PROBLEM REQUIREMENTS
Please write each record out again word for word.

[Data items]
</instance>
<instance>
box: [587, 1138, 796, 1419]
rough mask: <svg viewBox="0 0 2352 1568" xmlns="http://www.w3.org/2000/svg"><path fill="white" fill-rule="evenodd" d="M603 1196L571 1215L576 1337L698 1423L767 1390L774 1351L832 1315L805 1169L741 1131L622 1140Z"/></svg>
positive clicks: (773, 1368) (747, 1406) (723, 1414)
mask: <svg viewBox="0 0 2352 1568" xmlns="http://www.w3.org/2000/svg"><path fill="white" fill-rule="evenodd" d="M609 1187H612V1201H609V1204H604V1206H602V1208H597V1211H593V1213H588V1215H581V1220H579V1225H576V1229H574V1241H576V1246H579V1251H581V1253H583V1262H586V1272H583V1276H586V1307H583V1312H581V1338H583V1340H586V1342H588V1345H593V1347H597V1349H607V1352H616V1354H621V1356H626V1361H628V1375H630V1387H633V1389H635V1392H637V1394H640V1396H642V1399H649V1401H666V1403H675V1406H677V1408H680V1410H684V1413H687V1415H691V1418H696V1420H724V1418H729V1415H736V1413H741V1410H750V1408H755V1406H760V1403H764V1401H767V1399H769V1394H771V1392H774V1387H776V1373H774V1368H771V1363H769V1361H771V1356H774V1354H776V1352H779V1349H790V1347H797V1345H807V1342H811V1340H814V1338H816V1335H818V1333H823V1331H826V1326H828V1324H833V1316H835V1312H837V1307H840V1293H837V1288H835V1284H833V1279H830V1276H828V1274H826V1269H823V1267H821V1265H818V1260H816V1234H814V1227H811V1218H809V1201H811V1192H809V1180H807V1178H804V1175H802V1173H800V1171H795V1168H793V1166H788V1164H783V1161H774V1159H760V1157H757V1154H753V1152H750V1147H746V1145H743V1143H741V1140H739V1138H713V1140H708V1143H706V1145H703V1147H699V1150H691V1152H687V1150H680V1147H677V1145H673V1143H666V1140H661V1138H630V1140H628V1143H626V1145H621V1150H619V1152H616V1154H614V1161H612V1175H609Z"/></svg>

WRITTEN RESPONSE
</instance>
<instance>
box: [587, 1138, 796, 1419]
rough mask: <svg viewBox="0 0 2352 1568" xmlns="http://www.w3.org/2000/svg"><path fill="white" fill-rule="evenodd" d="M603 1196L571 1215L576 1337L698 1423L767 1390L774 1351L832 1315L805 1169L741 1131L622 1140Z"/></svg>
positive clicks: (773, 1368) (747, 1406) (723, 1414)
mask: <svg viewBox="0 0 2352 1568" xmlns="http://www.w3.org/2000/svg"><path fill="white" fill-rule="evenodd" d="M609 1187H612V1201H609V1204H604V1206H602V1208H597V1211H593V1213H588V1215H581V1220H579V1225H576V1229H574V1241H576V1246H579V1251H581V1253H583V1262H586V1272H583V1276H586V1307H583V1312H581V1338H583V1340H586V1342H588V1345H593V1347H597V1349H607V1352H616V1354H621V1356H626V1361H628V1375H630V1387H633V1389H635V1392H637V1394H640V1396H642V1399H649V1401H666V1403H675V1406H677V1408H680V1410H684V1413H687V1415H691V1418H696V1420H724V1418H729V1415H736V1413H741V1410H750V1408H755V1406H760V1403H764V1401H767V1399H769V1394H771V1392H774V1387H776V1373H774V1368H771V1363H769V1361H771V1356H774V1354H776V1352H779V1349H790V1347H797V1345H807V1342H811V1340H814V1338H816V1335H818V1333H823V1331H826V1326H828V1324H833V1316H835V1312H837V1307H840V1293H837V1288H835V1284H833V1279H830V1276H828V1274H826V1269H823V1267H821V1265H818V1260H816V1234H814V1227H811V1218H809V1201H811V1192H809V1180H807V1178H804V1175H802V1173H800V1171H795V1168H793V1166H788V1164H783V1161H774V1159H760V1157H757V1154H753V1152H750V1147H746V1145H743V1143H741V1140H739V1138H713V1140H708V1143H706V1145H703V1147H699V1150H691V1152H687V1150H680V1147H677V1145H673V1143H666V1140H661V1138H630V1140H628V1143H626V1145H621V1150H619V1152H616V1154H614V1161H612V1175H609Z"/></svg>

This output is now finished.